*** Provided passage ***

Foreword
This blog was actually finished a long time ago. I've not posted it before because I'm anything but happy with how it turned out. I hope you enjoy it anyways. In case you actually read this I added an errata to the cache side channel post. A friend of mine in the infosec community insists on calling me old and he is right too. You are old when you write nostalgia blogs.
Introduction
The idea
for this post came shortly after I’d posted the last nostalgia post. That post remains one of the most popular on
my blog. The trigger was a question by MalwareTech on twitter. I don’t recall
the exact quote, but it was along these lines: “Is there a way to figure out if
an instruction is privileged from it’s encoding?”. My first thought was that
it’s a silly question. But thinking about it made me reconsider. The question has lots of merit and
the answer is silly. Any reasonable designer would have grouped privileged
instructions together, yet x86 doesn’t. The reason is that x86 assembler wasn’t
designed, it evolved. It’s layers and layers of added designs and I’ve had the mixed pleasure
to follow lots of this evolution first hand. This post however is not the story of x86
processors – other people could tell that story better than I could, I’m sure. This post is
about me and x86 processors. I’ll try to focus on the tech stuff, because I
assume you’re only interested in me to the extend, that my story reflect yours.
I hope you enjoy this trip down memory lane.
Setting the stage
Somewhere
in time Intel made a new processor
called 8086. This CPU would've been long forgotten by now if not IBM had made
an open computer design around it. As a consequence companies like Nixdorf of
Germany, Olivetti of Italy, Commodore (and much later Apple) and many others
produced their own computers based on this design and the 8086 and it's
successors became the de facto business PC and remains so today. It had an
instruction set inherited from older Intel processors like the 8085, to make
porting software easier. And a set of 16 bit of registers that by now sound
awfully familiar: AX, BX, CX, DX, SP, BP, DI, SI, CS,DS,ES and SS. The first 4
of which each could be accessed as two
8-bit registers as well.

*** The data ***

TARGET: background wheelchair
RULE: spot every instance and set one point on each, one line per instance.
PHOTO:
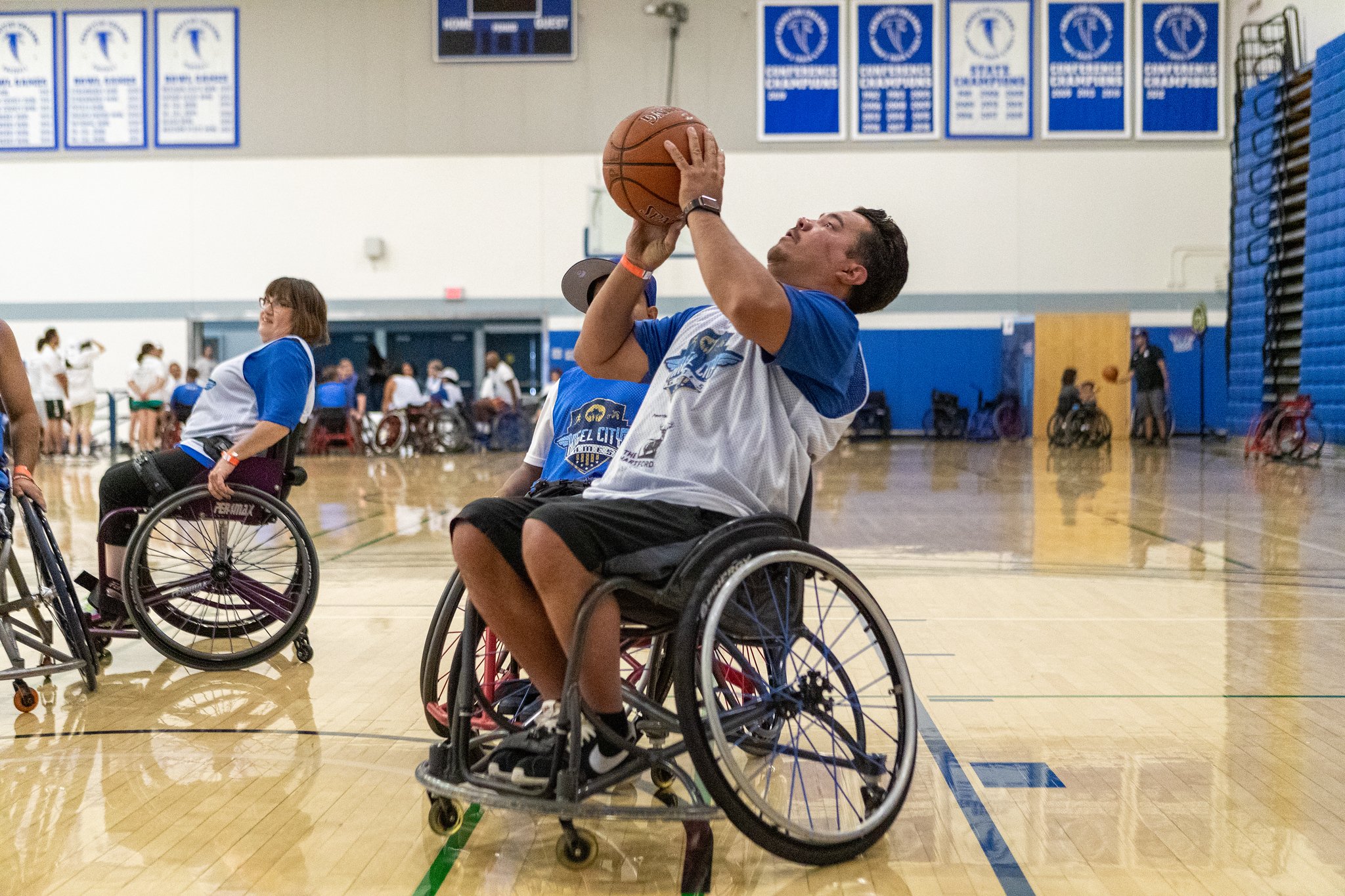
(791, 704)
(428, 429)
(24, 612)
(218, 585)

***

▶ **Try it**
Retype the x86 nostalgia post verbatim, starting at the words "Setting the stage" and stopping after "registers as well.".

▶ **Your solution**
Setting the stage
Somewhere
in time Intel made a new processor
called 8086. This CPU would've been long forgotten by now if not IBM had made
an open computer design around it. As a consequence companies like Nixdorf of
Germany, Olivetti of Italy, Commodore (and much later Apple) and many others
produced their own computers based on this design and the 8086 and it's
successors became the de facto business PC and remains so today. It had an
instruction set inherited from older Intel processors like the 8085, to make
porting software easier. And a set of 16 bit of registers that by now sound
awfully familiar: AX, BX, CX, DX, SP, BP, DI, SI, CS,DS,ES and SS. The first 4
of which each could be accessed as two
8-bit registers as well.